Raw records
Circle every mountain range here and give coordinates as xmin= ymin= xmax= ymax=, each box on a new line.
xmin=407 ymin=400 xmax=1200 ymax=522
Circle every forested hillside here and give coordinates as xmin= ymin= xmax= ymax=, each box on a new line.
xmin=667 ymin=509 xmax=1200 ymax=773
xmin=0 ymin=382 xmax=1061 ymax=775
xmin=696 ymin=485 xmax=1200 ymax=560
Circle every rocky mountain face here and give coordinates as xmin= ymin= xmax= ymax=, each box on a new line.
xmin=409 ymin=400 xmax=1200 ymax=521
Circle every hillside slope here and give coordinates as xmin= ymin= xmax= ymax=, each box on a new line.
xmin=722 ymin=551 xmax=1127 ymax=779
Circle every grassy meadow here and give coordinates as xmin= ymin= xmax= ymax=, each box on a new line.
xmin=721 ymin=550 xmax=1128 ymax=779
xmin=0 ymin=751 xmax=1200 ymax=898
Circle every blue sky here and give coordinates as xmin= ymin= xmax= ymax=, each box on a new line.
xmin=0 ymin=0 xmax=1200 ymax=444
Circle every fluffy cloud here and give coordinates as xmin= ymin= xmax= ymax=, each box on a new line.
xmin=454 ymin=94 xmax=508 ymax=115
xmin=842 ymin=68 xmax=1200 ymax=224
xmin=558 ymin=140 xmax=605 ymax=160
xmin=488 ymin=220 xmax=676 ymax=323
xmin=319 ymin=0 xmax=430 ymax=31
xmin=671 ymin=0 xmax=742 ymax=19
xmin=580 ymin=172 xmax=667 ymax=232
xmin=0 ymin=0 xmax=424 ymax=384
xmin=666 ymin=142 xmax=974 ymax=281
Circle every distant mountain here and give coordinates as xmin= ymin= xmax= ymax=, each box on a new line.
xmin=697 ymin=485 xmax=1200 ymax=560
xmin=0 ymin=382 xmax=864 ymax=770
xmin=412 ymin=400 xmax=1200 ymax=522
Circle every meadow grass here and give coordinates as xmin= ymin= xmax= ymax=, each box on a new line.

§ GOAL
Replace every "Circle" with "Outline" throughout the records, and keep everything else unchanged.

§ EXERCISE SOLUTION
Outline every mountain range here and give coordinates as xmin= ymin= xmax= ymax=, each box on a new line.
xmin=407 ymin=400 xmax=1200 ymax=522
Outline every forested hillside here and give coordinates as xmin= ymin= xmax= ymax=, each box on a new line.
xmin=667 ymin=509 xmax=1200 ymax=773
xmin=0 ymin=382 xmax=1061 ymax=775
xmin=696 ymin=485 xmax=1200 ymax=560
Outline every rocky mountain face here and give coordinates as xmin= ymin= xmax= ymax=, each box on a new line.
xmin=409 ymin=400 xmax=1200 ymax=521
Outline every hillside slope here and give coordinates as xmin= ymin= xmax= ymax=, each box on a new line.
xmin=722 ymin=551 xmax=1127 ymax=779
Outline every grassy meadow here and give coordinates as xmin= ymin= xmax= ymax=, each box on a new line.
xmin=721 ymin=550 xmax=1128 ymax=779
xmin=0 ymin=751 xmax=1200 ymax=898
Outline every blue sky here and give coordinates as xmin= ymin= xmax= ymax=, each box on a new line.
xmin=0 ymin=0 xmax=1200 ymax=444
Outline every fluffy cloud here and give coordinates as xmin= ymin= xmax= ymax=, each box on a new line.
xmin=454 ymin=94 xmax=508 ymax=115
xmin=842 ymin=68 xmax=1200 ymax=224
xmin=558 ymin=140 xmax=605 ymax=160
xmin=488 ymin=220 xmax=676 ymax=323
xmin=319 ymin=0 xmax=430 ymax=31
xmin=671 ymin=0 xmax=742 ymax=19
xmin=580 ymin=172 xmax=667 ymax=232
xmin=0 ymin=0 xmax=424 ymax=384
xmin=666 ymin=142 xmax=974 ymax=281
Outline every distant mountain here and give coordinates as xmin= ymin= xmax= ymax=, each box on a new line.
xmin=697 ymin=485 xmax=1200 ymax=560
xmin=0 ymin=382 xmax=864 ymax=770
xmin=412 ymin=400 xmax=1200 ymax=522
Outline every meadow grass here and give coordinates as xmin= ymin= xmax= ymax=, each box on a new line.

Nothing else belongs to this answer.